■ DATA FOR THIS EXERCISE

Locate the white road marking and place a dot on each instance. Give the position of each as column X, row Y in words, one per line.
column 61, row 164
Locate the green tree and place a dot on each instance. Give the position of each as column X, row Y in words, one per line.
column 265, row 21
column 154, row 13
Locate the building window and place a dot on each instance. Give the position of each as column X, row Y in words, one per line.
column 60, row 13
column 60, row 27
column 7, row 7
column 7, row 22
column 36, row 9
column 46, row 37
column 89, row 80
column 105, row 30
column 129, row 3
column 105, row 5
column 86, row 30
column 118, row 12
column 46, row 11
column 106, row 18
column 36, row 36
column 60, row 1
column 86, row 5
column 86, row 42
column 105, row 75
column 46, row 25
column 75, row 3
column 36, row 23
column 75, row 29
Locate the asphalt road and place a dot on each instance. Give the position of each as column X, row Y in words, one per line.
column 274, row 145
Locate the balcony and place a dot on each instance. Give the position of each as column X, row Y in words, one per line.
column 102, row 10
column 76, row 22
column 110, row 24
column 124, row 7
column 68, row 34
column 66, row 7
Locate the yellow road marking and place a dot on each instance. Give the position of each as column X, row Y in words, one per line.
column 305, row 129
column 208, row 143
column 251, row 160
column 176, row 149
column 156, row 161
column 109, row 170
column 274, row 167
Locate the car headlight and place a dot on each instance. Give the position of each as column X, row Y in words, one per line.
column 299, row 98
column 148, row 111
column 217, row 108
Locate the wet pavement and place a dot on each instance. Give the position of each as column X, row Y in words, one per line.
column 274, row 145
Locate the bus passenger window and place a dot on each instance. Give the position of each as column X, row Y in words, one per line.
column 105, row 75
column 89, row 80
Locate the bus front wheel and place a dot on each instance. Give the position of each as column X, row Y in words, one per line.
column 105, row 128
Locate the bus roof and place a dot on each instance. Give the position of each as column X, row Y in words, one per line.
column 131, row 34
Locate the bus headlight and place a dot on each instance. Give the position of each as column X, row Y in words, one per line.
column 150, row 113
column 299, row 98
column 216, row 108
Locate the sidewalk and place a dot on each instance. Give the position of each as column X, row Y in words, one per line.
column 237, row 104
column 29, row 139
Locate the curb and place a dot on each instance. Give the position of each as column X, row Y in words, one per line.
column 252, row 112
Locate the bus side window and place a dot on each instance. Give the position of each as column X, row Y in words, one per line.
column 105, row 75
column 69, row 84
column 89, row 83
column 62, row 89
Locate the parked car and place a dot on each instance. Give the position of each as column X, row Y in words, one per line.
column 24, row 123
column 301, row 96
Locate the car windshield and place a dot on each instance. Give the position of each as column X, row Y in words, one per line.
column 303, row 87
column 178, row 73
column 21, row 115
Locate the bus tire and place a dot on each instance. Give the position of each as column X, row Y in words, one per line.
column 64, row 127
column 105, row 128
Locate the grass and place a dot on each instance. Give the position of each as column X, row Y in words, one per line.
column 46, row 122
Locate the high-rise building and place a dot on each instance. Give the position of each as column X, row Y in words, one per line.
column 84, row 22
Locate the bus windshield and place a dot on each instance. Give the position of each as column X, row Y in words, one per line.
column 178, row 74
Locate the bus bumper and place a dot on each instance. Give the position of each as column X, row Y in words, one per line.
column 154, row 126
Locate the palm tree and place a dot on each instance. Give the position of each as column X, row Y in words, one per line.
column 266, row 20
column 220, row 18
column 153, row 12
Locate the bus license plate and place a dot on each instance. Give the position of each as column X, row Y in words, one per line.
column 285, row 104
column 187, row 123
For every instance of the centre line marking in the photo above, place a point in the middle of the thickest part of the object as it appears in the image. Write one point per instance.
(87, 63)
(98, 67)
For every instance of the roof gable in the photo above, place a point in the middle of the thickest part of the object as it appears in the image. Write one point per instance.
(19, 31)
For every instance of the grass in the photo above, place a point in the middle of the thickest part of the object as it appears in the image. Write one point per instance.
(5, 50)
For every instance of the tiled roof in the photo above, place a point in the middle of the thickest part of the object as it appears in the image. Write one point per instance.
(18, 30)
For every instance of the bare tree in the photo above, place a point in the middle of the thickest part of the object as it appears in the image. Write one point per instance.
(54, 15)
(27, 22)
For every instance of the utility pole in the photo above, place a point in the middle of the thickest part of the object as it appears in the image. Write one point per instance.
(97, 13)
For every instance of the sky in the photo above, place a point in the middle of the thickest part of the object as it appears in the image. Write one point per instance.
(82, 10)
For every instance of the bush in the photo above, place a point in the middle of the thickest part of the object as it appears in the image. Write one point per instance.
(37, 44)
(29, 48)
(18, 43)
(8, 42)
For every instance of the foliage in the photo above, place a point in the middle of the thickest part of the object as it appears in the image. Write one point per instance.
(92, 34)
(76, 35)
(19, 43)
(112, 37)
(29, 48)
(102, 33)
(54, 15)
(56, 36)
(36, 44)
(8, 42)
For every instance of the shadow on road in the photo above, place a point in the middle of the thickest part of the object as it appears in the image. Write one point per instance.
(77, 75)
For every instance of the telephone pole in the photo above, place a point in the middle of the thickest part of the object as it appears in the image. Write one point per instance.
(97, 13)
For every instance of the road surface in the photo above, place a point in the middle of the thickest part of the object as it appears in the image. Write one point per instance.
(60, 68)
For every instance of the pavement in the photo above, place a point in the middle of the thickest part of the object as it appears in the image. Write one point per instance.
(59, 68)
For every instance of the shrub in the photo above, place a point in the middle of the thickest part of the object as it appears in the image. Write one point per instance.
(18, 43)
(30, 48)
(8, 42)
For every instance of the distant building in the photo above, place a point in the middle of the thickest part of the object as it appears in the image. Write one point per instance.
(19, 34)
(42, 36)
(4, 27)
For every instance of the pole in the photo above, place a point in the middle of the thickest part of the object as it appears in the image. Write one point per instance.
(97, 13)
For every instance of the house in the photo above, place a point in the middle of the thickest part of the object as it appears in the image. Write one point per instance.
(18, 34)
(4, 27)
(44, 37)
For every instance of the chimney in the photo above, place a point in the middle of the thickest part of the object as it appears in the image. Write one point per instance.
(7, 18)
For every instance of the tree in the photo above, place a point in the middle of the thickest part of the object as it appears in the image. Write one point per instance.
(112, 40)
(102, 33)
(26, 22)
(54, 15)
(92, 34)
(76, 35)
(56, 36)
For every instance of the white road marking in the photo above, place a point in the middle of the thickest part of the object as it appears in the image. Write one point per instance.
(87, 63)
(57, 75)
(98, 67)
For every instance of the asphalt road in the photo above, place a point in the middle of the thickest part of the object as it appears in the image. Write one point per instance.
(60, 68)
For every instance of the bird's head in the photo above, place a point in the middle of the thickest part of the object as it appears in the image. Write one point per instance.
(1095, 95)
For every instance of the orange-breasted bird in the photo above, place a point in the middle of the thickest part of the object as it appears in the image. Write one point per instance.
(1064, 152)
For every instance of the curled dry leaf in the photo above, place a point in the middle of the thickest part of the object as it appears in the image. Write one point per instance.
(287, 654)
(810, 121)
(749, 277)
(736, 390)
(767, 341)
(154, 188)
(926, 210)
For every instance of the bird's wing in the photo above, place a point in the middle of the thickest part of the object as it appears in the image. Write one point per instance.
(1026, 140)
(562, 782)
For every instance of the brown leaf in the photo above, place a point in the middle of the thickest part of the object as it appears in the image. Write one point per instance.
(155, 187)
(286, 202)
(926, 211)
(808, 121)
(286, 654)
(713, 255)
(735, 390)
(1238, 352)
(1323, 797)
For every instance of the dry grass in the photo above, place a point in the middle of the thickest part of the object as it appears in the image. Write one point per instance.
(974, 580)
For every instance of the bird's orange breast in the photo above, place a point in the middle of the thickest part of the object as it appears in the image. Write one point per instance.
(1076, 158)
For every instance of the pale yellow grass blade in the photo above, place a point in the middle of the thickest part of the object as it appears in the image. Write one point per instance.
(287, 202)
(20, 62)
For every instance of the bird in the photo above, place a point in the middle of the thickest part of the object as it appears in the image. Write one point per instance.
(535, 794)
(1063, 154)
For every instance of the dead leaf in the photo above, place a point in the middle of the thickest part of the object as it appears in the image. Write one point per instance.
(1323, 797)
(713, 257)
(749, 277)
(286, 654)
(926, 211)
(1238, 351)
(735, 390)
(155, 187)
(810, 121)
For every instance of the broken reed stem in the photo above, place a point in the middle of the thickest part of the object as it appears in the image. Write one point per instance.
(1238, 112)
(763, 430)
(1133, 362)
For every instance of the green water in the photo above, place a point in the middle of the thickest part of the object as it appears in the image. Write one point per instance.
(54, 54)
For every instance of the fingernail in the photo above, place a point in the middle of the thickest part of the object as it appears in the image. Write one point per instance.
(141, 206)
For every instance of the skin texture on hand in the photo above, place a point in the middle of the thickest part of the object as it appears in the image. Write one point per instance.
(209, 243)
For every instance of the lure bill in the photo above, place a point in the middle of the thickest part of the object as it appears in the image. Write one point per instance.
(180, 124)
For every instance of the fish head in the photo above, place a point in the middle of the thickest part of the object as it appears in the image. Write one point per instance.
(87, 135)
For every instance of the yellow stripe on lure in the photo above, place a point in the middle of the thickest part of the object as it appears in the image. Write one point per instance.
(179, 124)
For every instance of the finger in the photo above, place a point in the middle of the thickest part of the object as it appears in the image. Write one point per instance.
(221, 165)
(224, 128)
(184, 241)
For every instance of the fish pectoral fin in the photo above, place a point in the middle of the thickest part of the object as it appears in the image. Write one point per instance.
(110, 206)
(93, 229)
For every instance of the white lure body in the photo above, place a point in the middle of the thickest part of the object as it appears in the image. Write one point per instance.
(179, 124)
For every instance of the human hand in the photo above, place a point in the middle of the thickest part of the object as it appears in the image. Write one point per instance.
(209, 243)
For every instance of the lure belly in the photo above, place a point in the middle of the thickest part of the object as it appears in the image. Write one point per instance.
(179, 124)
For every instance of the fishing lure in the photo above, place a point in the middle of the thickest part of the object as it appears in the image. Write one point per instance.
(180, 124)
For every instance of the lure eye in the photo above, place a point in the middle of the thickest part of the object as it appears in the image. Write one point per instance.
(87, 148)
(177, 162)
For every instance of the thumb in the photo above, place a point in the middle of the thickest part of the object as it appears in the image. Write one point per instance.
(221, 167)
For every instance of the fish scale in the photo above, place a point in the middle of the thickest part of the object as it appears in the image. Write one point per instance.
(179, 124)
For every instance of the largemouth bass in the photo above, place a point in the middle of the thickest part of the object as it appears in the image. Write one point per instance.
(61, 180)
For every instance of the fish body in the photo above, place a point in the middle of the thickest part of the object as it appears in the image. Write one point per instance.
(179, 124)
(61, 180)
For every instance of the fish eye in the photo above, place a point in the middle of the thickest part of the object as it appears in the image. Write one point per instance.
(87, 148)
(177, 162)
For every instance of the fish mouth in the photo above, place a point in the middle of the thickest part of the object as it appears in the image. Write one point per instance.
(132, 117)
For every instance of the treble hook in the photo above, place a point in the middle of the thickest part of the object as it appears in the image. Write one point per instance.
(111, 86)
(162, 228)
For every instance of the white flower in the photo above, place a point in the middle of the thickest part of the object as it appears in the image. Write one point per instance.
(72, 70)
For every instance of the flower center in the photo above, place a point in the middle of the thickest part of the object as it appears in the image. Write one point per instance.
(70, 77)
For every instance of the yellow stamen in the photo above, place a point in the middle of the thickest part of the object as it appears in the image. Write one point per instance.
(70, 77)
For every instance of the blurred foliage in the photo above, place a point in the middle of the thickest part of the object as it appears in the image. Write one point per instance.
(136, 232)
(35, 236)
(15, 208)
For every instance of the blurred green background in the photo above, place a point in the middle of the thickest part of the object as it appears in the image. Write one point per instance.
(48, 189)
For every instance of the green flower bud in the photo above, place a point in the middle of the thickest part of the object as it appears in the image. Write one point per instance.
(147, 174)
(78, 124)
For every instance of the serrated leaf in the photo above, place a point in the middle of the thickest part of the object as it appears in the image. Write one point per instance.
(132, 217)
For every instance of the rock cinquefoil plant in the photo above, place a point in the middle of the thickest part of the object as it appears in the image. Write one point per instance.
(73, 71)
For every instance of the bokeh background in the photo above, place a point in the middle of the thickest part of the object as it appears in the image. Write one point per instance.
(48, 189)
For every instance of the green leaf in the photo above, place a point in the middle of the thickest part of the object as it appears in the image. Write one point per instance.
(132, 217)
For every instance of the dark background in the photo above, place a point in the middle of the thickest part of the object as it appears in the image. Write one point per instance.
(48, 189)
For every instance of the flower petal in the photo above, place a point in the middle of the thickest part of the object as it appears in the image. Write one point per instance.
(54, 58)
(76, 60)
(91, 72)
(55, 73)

■ PROBLEM TO SOLVE
Reproduce verbatim the stretch of items above from the line containing "For every instance of the green leaf" through the last line of the items, with both ends included.

■ WRITTEN SOLUTION
For every instance of the green leaf in the photo above, place a point in the middle of the thickest part of the object as it appears in the image. Write one point per instance.
(132, 217)
For every instance of the dark background in the photo above, place a point in the middle of the thickest part of the object as it appears in the image. Write one point per instance.
(48, 189)
For every instance of the flower petal in the photo above, place a point in the middle of the thickest part of the object as it appears in the image. Write one point per instance.
(54, 58)
(76, 60)
(91, 72)
(55, 73)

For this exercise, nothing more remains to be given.